====== LISTING

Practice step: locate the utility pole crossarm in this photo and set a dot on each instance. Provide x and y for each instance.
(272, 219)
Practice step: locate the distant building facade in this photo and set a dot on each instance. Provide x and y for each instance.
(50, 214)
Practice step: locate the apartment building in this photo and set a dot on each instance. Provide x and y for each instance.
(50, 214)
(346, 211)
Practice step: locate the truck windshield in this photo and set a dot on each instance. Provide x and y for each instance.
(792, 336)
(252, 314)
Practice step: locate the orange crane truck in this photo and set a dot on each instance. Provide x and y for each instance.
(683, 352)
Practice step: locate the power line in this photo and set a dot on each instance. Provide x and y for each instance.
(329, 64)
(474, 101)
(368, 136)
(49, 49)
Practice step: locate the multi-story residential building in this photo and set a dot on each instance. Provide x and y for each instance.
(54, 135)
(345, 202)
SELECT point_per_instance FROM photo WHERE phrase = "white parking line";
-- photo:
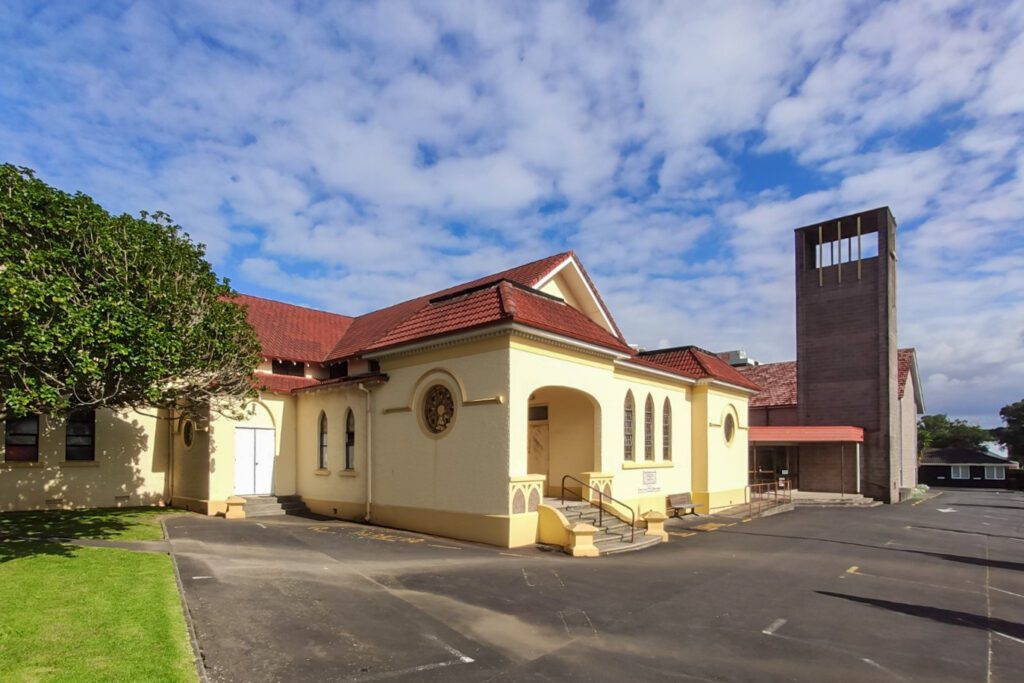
(460, 658)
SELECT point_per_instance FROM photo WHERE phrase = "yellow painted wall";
(908, 435)
(190, 467)
(537, 365)
(720, 467)
(467, 469)
(336, 487)
(130, 467)
(572, 421)
(271, 411)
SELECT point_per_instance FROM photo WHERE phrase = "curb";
(193, 640)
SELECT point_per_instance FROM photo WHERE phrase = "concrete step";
(273, 506)
(641, 543)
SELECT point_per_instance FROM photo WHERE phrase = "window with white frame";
(667, 430)
(350, 440)
(629, 423)
(322, 443)
(995, 472)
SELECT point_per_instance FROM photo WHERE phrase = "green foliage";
(938, 431)
(116, 311)
(1012, 435)
(73, 613)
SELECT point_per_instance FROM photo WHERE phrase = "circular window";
(438, 409)
(729, 427)
(188, 433)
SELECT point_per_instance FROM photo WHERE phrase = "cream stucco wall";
(719, 466)
(333, 489)
(537, 367)
(130, 466)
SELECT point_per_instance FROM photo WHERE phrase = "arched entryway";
(563, 435)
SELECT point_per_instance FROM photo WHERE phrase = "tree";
(938, 431)
(1012, 435)
(99, 310)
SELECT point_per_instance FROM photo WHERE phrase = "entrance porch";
(811, 459)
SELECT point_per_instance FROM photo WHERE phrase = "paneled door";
(253, 461)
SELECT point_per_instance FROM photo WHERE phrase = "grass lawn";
(74, 613)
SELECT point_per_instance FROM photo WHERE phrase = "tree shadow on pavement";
(952, 616)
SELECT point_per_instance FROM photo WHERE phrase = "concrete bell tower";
(846, 336)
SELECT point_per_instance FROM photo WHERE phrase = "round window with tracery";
(438, 409)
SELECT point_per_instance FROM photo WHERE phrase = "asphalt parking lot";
(914, 592)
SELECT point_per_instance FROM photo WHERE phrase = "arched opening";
(667, 430)
(563, 435)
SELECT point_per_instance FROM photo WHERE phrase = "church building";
(457, 413)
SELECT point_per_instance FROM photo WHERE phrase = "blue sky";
(347, 156)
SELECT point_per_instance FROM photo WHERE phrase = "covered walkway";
(825, 458)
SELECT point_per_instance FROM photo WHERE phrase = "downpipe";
(370, 451)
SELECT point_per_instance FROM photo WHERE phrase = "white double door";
(253, 461)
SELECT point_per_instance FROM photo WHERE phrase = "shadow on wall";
(116, 477)
(45, 531)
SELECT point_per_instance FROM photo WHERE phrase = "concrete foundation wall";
(827, 467)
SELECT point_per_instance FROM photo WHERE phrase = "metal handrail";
(600, 507)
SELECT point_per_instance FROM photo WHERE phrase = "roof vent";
(737, 358)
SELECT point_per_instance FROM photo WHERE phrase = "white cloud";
(354, 155)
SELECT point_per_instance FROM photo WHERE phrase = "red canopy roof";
(806, 434)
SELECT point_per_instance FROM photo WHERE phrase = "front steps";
(273, 506)
(612, 536)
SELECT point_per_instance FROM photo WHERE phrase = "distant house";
(964, 467)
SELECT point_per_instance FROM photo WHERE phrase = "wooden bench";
(682, 502)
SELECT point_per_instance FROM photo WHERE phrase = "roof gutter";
(653, 371)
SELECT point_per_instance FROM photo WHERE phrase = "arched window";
(667, 430)
(729, 428)
(322, 443)
(629, 427)
(350, 440)
(648, 429)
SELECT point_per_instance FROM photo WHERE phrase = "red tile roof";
(697, 364)
(488, 304)
(778, 380)
(904, 357)
(368, 331)
(293, 333)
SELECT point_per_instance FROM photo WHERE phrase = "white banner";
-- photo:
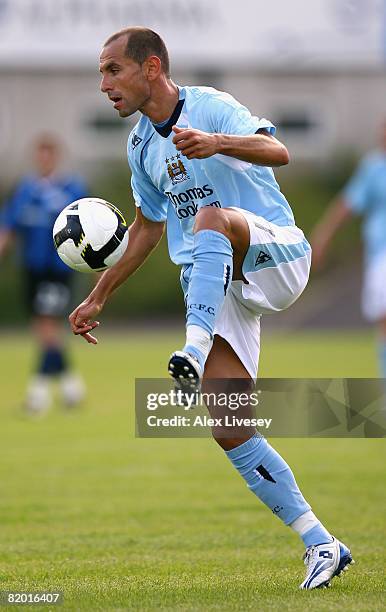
(200, 34)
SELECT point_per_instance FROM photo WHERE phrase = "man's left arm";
(261, 148)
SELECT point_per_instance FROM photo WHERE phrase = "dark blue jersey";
(31, 213)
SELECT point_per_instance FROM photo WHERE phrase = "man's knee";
(211, 217)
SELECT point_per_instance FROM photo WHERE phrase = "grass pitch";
(119, 523)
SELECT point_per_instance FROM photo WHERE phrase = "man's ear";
(152, 67)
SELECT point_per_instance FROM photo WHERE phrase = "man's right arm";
(144, 237)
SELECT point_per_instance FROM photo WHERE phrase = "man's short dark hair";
(141, 43)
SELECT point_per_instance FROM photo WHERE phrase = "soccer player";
(201, 164)
(365, 194)
(29, 215)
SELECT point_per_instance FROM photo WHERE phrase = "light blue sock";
(382, 359)
(209, 282)
(315, 536)
(269, 477)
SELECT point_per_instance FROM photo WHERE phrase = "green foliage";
(154, 289)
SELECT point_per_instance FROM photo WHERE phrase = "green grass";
(123, 523)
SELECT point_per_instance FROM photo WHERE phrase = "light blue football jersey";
(365, 194)
(169, 187)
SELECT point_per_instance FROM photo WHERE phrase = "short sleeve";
(357, 190)
(152, 202)
(231, 117)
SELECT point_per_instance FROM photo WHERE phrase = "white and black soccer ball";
(90, 235)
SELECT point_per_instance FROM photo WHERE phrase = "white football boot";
(324, 562)
(186, 371)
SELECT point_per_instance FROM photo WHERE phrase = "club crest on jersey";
(176, 169)
(135, 141)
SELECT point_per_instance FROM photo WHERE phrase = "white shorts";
(374, 290)
(277, 267)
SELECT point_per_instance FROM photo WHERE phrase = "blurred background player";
(365, 194)
(29, 216)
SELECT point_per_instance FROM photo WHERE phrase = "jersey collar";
(165, 128)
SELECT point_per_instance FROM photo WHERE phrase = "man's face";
(122, 79)
(46, 158)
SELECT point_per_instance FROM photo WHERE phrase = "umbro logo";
(135, 141)
(262, 258)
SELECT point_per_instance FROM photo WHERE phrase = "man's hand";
(82, 319)
(195, 144)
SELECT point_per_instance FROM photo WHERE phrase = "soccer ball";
(90, 235)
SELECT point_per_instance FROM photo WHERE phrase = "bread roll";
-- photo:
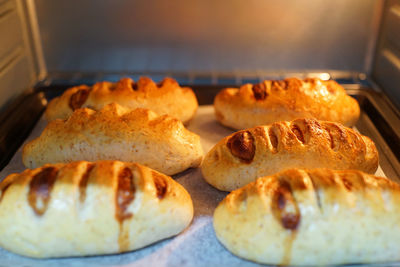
(164, 98)
(273, 101)
(84, 208)
(116, 133)
(303, 143)
(312, 217)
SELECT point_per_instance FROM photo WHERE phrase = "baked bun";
(286, 100)
(166, 97)
(312, 217)
(116, 133)
(85, 208)
(303, 143)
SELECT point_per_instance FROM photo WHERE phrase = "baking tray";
(197, 245)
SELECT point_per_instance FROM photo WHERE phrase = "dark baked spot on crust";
(280, 84)
(134, 86)
(299, 134)
(79, 98)
(241, 145)
(84, 181)
(160, 184)
(4, 189)
(284, 206)
(125, 194)
(260, 91)
(40, 188)
(347, 184)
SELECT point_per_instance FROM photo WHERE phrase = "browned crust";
(288, 99)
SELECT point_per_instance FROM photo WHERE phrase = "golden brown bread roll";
(161, 98)
(289, 99)
(116, 133)
(242, 157)
(85, 208)
(312, 217)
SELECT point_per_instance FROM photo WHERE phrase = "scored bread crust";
(312, 217)
(116, 133)
(289, 99)
(84, 208)
(161, 98)
(242, 157)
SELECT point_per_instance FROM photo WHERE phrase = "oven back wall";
(207, 35)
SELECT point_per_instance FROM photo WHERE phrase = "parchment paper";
(196, 246)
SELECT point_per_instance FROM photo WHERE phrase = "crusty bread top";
(140, 135)
(289, 189)
(301, 136)
(125, 180)
(286, 99)
(144, 93)
(303, 143)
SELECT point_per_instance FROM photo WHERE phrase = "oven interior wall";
(207, 36)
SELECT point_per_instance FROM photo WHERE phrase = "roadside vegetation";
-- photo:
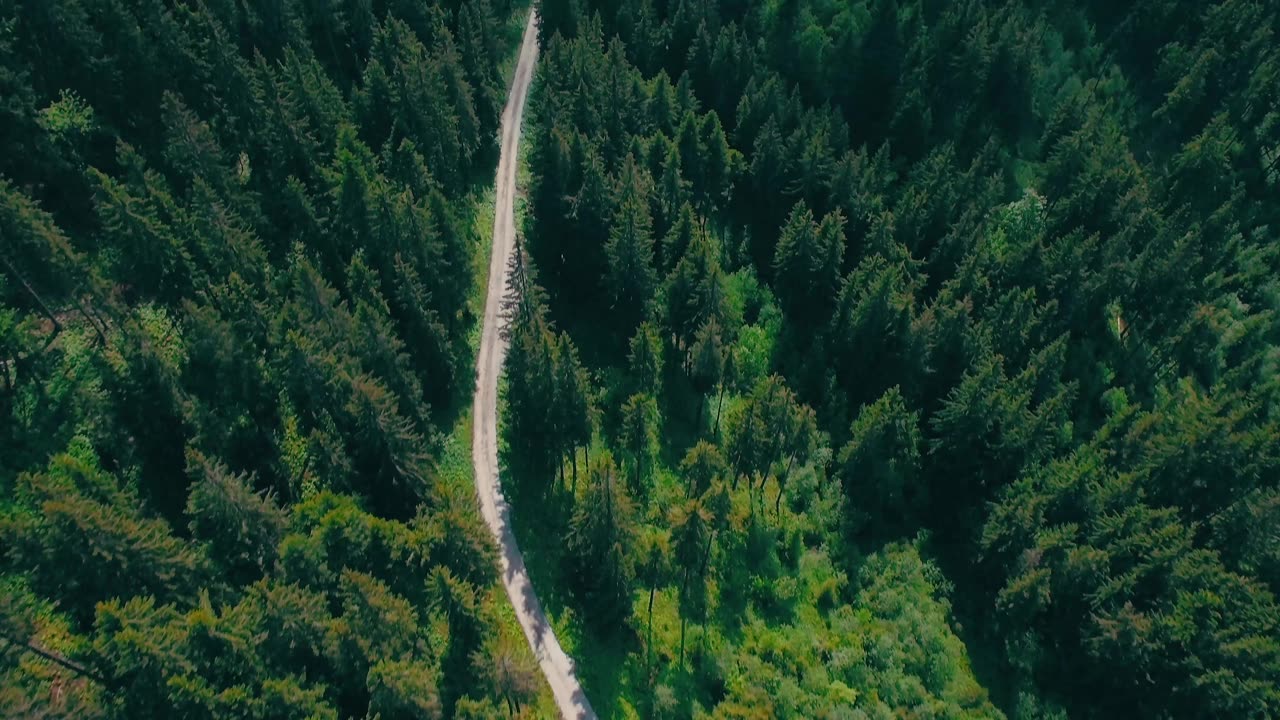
(243, 246)
(903, 359)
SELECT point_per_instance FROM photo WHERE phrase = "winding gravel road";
(484, 438)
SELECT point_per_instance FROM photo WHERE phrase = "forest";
(240, 247)
(901, 358)
(868, 359)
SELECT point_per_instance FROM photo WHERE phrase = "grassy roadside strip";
(456, 472)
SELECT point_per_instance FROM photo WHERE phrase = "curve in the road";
(554, 664)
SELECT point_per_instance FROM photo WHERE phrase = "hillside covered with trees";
(904, 359)
(237, 317)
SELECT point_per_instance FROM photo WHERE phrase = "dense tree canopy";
(236, 250)
(914, 322)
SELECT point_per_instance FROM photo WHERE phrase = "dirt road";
(484, 438)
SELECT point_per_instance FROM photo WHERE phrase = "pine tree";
(631, 277)
(602, 529)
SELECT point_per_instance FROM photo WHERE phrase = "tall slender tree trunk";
(681, 641)
(653, 589)
(720, 405)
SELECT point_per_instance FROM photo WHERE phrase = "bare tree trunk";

============

Extract every line of the listing above that contains the string "white". Matching is case-sensitive.

SELECT point_per_instance FROM photo WHERE phrase = "white parking line";
SELECT point_per_instance FROM photo WHERE phrase = "window with white frame";
SELECT point_per_instance FROM photo WHERE phrase = "white double door";
SELECT point_per_instance FROM photo WHERE phrase = "white cloud";
SELECT point_per_instance FROM photo WHERE phrase = "white banner";
SELECT point_per_instance FROM photo WHERE phrase = "white and black soccer ball";
SELECT point_per_instance FROM photo WHERE phrase = "white football boot";
SELECT point_per_instance FROM photo WHERE phrase = "white shorts";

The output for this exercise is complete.